** ИСТОЧНИК **
У моего спутника лицо юноши, а губки старенькие, тонкие, глаза бледно-голубые, ножки подгибаются, в пальцах нет чувствительности, не то солома, не то дряхлый старик, а года средние: тридцать два.
— Скажите, кто вы, уполномоченный? — спросил я однажды его.
— Я, — обрадовался он, — спросите их, кто я — я сам не знаю, кто я, что я. Я столько денег дал на <раненых>, столько труда, я все поставил на карту и все-таки я до сих пор не знаю, кто я, что я.
— Почему же вы так не определились?
— Почему — очень просто: я хочу на передовые позиции, а они меня не пускают.
А вокруг у нас полумрак огромного вокзала, линии товарных поездов, будто канаты нервно-гигантского существа, и среди них где-то наш вагон, где?

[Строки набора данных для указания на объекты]

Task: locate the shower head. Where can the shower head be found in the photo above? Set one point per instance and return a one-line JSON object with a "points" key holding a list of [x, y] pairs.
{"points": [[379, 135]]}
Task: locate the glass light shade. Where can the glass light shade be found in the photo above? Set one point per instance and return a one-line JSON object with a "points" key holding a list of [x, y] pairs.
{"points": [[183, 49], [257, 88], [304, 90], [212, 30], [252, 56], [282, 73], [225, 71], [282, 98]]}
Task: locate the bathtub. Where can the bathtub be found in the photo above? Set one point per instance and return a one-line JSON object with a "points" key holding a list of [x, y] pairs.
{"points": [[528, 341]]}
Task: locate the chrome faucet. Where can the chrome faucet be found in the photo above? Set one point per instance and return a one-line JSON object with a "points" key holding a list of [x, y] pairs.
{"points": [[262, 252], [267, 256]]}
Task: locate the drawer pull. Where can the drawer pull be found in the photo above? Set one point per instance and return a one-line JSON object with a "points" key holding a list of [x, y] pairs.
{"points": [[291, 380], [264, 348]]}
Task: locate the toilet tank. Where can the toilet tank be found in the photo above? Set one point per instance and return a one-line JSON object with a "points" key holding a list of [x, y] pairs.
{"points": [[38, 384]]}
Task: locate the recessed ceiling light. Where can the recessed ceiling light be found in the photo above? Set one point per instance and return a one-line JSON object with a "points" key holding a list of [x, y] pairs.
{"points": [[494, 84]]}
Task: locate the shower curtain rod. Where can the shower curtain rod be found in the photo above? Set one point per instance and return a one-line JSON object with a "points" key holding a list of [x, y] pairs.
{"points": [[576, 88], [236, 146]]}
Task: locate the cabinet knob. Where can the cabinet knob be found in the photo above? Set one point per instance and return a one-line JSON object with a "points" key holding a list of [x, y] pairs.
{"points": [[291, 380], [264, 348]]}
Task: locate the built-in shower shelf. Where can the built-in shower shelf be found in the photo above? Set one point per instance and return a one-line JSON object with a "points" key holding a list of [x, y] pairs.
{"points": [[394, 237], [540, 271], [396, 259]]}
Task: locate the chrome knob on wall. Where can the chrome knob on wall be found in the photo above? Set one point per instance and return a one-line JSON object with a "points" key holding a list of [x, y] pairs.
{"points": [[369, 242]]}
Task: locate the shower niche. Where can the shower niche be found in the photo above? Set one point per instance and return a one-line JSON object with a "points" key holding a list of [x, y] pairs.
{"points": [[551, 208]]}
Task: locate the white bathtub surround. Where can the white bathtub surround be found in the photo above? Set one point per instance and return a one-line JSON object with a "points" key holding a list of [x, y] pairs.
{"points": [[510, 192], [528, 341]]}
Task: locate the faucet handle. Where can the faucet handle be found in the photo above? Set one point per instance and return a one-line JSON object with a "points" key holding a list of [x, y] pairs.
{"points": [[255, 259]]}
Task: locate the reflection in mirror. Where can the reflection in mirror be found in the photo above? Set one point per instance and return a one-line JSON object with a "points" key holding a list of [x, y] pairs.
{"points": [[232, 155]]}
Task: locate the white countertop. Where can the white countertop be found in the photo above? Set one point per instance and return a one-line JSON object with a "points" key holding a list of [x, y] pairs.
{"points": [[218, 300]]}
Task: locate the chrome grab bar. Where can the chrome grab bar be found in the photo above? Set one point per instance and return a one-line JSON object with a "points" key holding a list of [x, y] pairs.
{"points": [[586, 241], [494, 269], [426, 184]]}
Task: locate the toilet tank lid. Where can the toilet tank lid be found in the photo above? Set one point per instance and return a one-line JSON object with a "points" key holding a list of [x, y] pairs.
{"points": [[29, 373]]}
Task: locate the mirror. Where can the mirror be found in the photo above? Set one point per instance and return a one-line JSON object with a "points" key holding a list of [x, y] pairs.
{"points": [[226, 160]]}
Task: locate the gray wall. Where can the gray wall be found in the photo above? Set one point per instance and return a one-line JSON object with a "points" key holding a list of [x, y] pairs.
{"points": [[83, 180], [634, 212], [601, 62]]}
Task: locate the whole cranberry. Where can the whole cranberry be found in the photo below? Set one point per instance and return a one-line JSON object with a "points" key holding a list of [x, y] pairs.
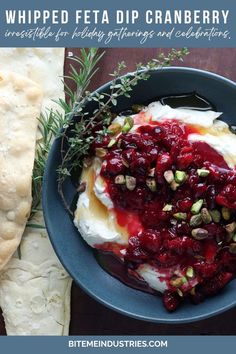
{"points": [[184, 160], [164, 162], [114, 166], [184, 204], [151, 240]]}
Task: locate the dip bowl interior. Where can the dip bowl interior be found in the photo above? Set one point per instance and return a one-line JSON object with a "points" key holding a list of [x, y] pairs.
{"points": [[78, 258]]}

** ЗАДАЧИ ДЛЯ РЕШЕНИЯ **
1. Ответьте на вопросы по отрывку об уполномоченном:
(a) Сколько лет спутнику рассказчика?
(b) Куда хочет попасть уполномоченный?
(c) С чем сравниваются линии товарных поездов на вокзале?
2. Подхватите отрывок об уполномоченном на вокзале и продолжите его после последнего предложения.

** ОТВЕТЫ К ЗАДАНИЯМ **
1.
(a) Тридцать два года.
(b) На передовые позиции.
(c) С канатами нервно-гигантского существа.

2.
Наконец его прикатили, куда-то на четвертый путь, идем к нему какой-то туннелью, мой уполномоченный совсем ослабел, натыкается, ругается, но все с тоном, как будто он что-то разыгрывает, спрашивает величественно, и везде ему направо и налево отвечают: «Тошно так!» и «Никак нет!».
Вагон пустой, что-то около ста одеял, несколько пачек бланков, немного марли. Очевидно, поездку эту устроили, чтобы отвязаться. И так уполномоченный едет на позицию.
В моих ушах вечный звук: «Мой вагон!», я понимаю, он хочет устранить меня, он ведет вагон, он выполняет важнейшее поручение, он что-то доложит в штабе о вагоне, сам Редько-Дмитриев обратит внимание на это и даст новое поручение в самый бой на передовые позиции.
Нужно вспомнить, как мы собирались, сколько закупили консервов. Шелковый халатик, не забыл туфельки, брезентовую кровать, пудру, всякие щетки и приговаривал: «Вы думаете, это только у меня, это у каждого офицера есть». Браунинг, портупея, щегольская куртка, другая теплая куртка — целое приданое.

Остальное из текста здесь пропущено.